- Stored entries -
(begin)
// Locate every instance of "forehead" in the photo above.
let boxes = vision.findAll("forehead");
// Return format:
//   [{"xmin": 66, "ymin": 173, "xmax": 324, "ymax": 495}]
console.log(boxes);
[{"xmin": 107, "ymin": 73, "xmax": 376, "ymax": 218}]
(end)
- EXERCISE BRIEF -
Render every line of the data above as a JSON list of strings, with one string per line and blank lines omitted.

- WRITTEN ANSWER -
[
  "// Locate every instance of \"forehead\" in the photo above.",
  "let boxes = vision.findAll(\"forehead\");",
  "// Return format:",
  "//   [{\"xmin\": 66, \"ymin\": 173, \"xmax\": 324, \"ymax\": 495}]",
  "console.log(boxes);",
  "[{\"xmin\": 107, \"ymin\": 73, \"xmax\": 376, \"ymax\": 218}]"
]